• **INSTRUCTIONS TO FOLLOW**
Every line from the one containing "the white jersey" through the end of the listing below must be given again exactly, and nothing else; exclude pictures.

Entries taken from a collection
━━━
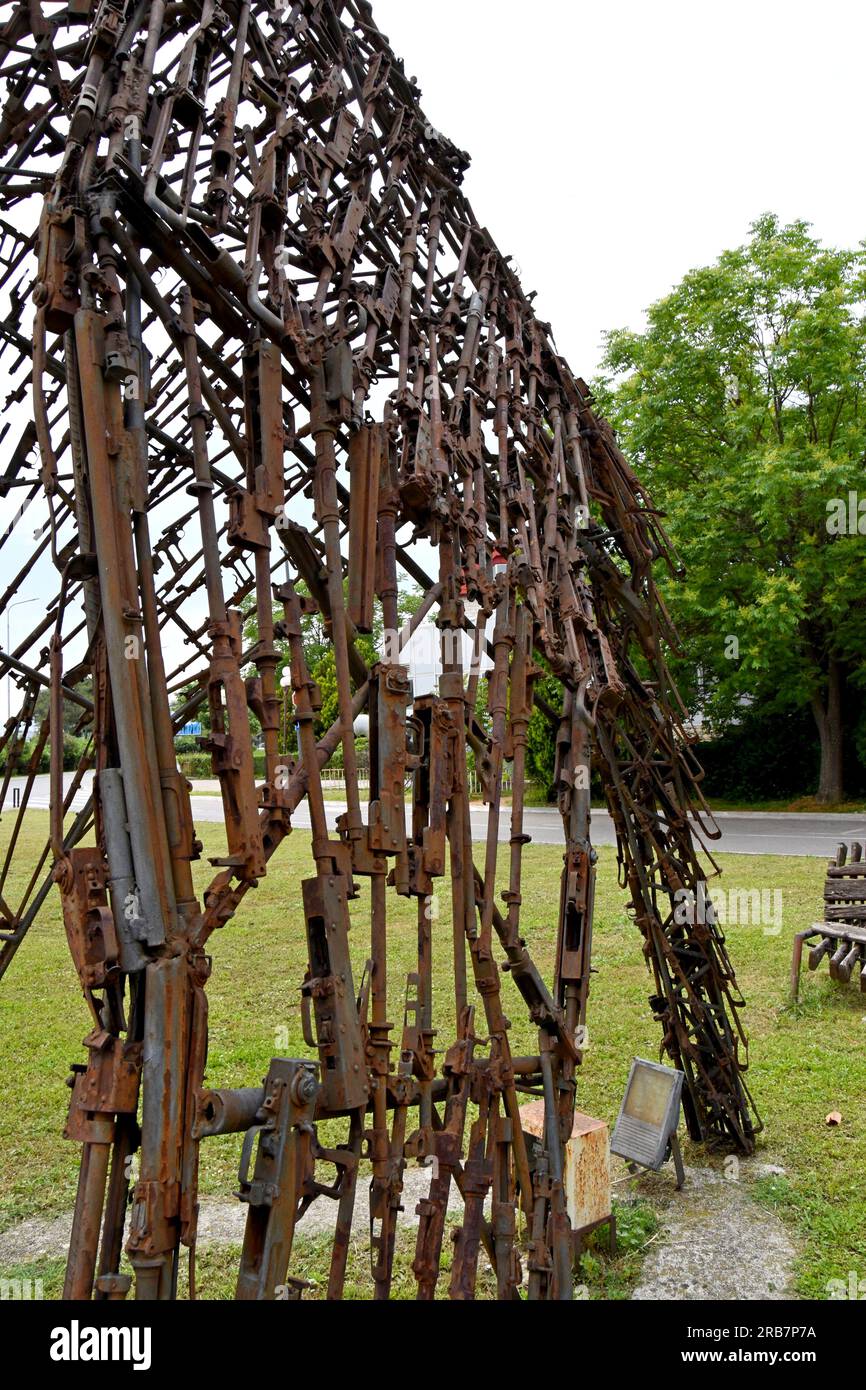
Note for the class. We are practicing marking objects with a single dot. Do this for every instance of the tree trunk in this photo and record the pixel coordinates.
(829, 719)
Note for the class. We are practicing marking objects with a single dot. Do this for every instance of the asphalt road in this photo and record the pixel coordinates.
(742, 831)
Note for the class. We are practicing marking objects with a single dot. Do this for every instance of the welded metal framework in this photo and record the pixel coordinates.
(264, 359)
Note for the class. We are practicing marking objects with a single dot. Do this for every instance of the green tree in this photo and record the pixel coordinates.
(744, 409)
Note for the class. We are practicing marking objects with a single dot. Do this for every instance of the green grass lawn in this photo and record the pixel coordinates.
(802, 1064)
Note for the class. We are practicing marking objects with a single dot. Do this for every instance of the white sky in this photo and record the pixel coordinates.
(619, 145)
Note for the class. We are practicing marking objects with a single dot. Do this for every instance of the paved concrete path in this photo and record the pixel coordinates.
(742, 831)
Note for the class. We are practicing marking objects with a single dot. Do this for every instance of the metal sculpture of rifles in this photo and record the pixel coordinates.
(264, 362)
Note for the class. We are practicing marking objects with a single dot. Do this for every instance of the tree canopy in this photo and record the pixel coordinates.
(742, 406)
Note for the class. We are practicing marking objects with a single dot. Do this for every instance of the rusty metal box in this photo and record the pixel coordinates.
(587, 1176)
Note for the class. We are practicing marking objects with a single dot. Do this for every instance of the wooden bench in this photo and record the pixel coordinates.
(843, 933)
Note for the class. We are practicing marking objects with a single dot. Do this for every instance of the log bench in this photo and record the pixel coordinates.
(841, 936)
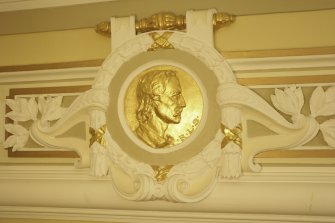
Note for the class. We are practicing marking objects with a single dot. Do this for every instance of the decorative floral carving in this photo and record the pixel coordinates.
(289, 101)
(22, 109)
(25, 109)
(322, 103)
(19, 136)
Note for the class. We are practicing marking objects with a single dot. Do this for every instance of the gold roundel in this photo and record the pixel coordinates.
(163, 106)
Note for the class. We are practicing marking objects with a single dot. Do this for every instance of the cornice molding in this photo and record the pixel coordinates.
(15, 5)
(152, 216)
(243, 67)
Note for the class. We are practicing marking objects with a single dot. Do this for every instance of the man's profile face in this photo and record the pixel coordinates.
(171, 102)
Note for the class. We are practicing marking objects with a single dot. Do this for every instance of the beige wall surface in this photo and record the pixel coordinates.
(24, 220)
(311, 29)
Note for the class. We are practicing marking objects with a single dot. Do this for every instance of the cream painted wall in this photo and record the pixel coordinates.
(24, 220)
(254, 32)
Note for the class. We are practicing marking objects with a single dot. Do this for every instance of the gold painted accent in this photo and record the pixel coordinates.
(161, 172)
(163, 106)
(231, 135)
(165, 21)
(103, 28)
(98, 135)
(161, 21)
(322, 153)
(221, 19)
(160, 41)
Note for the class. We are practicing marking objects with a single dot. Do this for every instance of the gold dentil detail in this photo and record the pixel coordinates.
(166, 21)
(231, 135)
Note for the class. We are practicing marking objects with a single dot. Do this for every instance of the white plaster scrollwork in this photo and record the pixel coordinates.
(181, 184)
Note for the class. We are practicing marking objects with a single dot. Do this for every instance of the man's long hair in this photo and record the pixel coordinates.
(149, 88)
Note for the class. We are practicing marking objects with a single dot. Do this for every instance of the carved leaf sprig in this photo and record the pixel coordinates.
(50, 109)
(19, 136)
(289, 101)
(22, 109)
(322, 103)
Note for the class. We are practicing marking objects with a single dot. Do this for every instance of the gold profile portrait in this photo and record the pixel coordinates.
(163, 106)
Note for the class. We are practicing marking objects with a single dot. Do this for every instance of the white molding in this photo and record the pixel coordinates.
(288, 62)
(244, 68)
(81, 73)
(151, 216)
(40, 191)
(15, 5)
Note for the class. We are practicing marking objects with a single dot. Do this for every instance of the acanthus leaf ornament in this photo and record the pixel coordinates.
(98, 135)
(231, 135)
(322, 103)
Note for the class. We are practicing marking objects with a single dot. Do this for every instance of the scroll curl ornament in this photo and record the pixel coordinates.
(180, 181)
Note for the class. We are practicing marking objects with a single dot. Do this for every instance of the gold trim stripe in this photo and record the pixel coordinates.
(279, 52)
(297, 154)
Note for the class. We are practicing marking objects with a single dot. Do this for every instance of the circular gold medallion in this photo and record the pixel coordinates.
(163, 106)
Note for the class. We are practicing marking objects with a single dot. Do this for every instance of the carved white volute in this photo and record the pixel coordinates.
(227, 155)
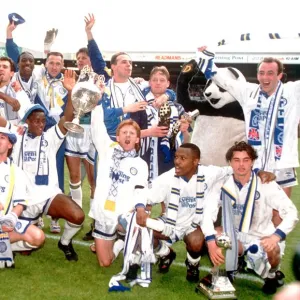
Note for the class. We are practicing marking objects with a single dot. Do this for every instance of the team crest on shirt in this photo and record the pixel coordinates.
(6, 178)
(3, 247)
(288, 174)
(44, 143)
(283, 101)
(133, 171)
(62, 90)
(18, 225)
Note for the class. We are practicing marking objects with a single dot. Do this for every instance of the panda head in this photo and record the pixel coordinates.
(216, 95)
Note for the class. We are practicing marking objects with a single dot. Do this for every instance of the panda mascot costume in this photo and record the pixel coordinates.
(221, 120)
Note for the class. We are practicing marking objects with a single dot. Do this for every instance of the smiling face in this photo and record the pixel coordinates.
(5, 72)
(26, 65)
(54, 65)
(83, 60)
(36, 122)
(185, 162)
(5, 145)
(268, 77)
(122, 68)
(127, 137)
(158, 83)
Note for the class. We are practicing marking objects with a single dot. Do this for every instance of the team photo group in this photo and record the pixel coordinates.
(162, 167)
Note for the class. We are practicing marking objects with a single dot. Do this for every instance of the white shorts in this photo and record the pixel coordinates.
(33, 212)
(286, 177)
(81, 145)
(105, 231)
(178, 234)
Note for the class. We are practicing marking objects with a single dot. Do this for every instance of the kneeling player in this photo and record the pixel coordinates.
(12, 204)
(251, 204)
(35, 152)
(121, 183)
(183, 191)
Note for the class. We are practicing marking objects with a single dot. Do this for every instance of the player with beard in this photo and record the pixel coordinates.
(121, 183)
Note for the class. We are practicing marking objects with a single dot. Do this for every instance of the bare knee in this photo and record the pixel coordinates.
(105, 262)
(194, 241)
(78, 217)
(36, 237)
(274, 257)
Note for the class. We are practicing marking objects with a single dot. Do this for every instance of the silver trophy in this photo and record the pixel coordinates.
(217, 285)
(189, 116)
(85, 96)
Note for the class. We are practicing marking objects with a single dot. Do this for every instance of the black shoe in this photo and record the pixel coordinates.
(192, 272)
(280, 278)
(242, 265)
(132, 272)
(270, 286)
(68, 250)
(166, 261)
(231, 275)
(89, 235)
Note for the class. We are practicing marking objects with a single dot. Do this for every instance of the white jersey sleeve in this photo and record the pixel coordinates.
(20, 192)
(55, 136)
(278, 200)
(100, 136)
(160, 188)
(141, 189)
(24, 101)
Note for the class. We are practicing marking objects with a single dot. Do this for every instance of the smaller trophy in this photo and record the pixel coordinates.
(85, 96)
(217, 285)
(189, 116)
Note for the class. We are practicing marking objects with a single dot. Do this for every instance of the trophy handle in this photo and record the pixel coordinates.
(74, 126)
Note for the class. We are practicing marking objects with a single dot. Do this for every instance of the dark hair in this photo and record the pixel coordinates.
(55, 54)
(11, 62)
(270, 60)
(194, 148)
(136, 127)
(9, 151)
(83, 50)
(161, 69)
(35, 111)
(241, 146)
(114, 58)
(25, 52)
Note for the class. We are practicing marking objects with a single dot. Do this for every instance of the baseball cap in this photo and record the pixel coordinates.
(30, 109)
(17, 19)
(11, 136)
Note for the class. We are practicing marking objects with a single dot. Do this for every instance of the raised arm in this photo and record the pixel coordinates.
(98, 63)
(69, 83)
(12, 48)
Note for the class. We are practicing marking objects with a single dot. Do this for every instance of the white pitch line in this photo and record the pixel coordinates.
(204, 268)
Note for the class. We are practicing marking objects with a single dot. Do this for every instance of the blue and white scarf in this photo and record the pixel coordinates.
(117, 156)
(274, 123)
(52, 95)
(133, 90)
(138, 249)
(229, 198)
(42, 161)
(30, 87)
(172, 211)
(8, 112)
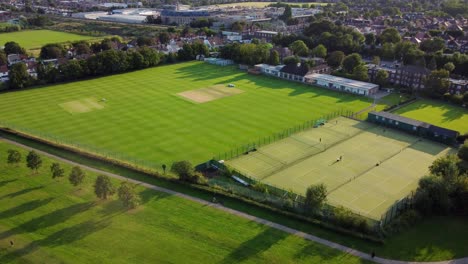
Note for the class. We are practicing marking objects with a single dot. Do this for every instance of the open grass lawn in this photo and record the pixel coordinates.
(50, 221)
(35, 39)
(423, 242)
(437, 113)
(145, 118)
(355, 182)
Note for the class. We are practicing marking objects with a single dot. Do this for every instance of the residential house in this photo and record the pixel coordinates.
━━━
• **RESULT BELOW**
Note for the class. We are practicing marking objects with a single dot. Do this for every instance of the white jersey sleeve in this photo and record the pixel coordinates.
(20, 192)
(55, 136)
(278, 200)
(100, 136)
(160, 188)
(141, 189)
(24, 101)
Note for the class. We are practicing marking objects with a single dot. Do this for every instance of the smaller trophy in this photo and record the pixel coordinates.
(85, 96)
(217, 285)
(189, 116)
Note for the class. We are practicing marking objects with a single dot. Do this for every instance of the trophy handle in this photo and record the pixel coordinates.
(74, 126)
Note for the class. We are practicing marking objects with a single dot. Do this for every instance of the dark hair in this photo and record the pixel coordinates.
(55, 54)
(11, 62)
(270, 60)
(194, 148)
(136, 127)
(9, 151)
(83, 50)
(161, 69)
(35, 111)
(241, 146)
(114, 58)
(25, 52)
Note for the class. We are practicing marking objects with a single dot. Do this for every instance of the baseball cap in this photo and record the pixel coordinates.
(30, 109)
(17, 19)
(11, 136)
Note for the class. We are practicing marking objects with a single dot. Do this for every instance of the raised arm in this photo and record the pixel coordinates.
(98, 63)
(69, 83)
(12, 48)
Note for the class. We are practicing marking objects with a single dot. Do this for every instance of the white pitch line in this photo and record the pixel coordinates.
(204, 268)
Note for the class. We are practicing marking objects with a single dot. Do this for every instance of the blue and white scarf in this photo and record the pixel coordinates.
(117, 156)
(274, 123)
(52, 95)
(133, 90)
(138, 249)
(229, 198)
(42, 161)
(30, 87)
(172, 211)
(8, 112)
Note for the class. We are practicing marking objects with a single dot. Do this for every instance of the open grass lawn in this photo and record the pixel coordinates.
(50, 221)
(35, 39)
(423, 242)
(437, 113)
(145, 118)
(355, 182)
Note for the class. We are practicing marking objects with a single dot. Do this for every instance of the residential house in this photo and record the pixel coordinates.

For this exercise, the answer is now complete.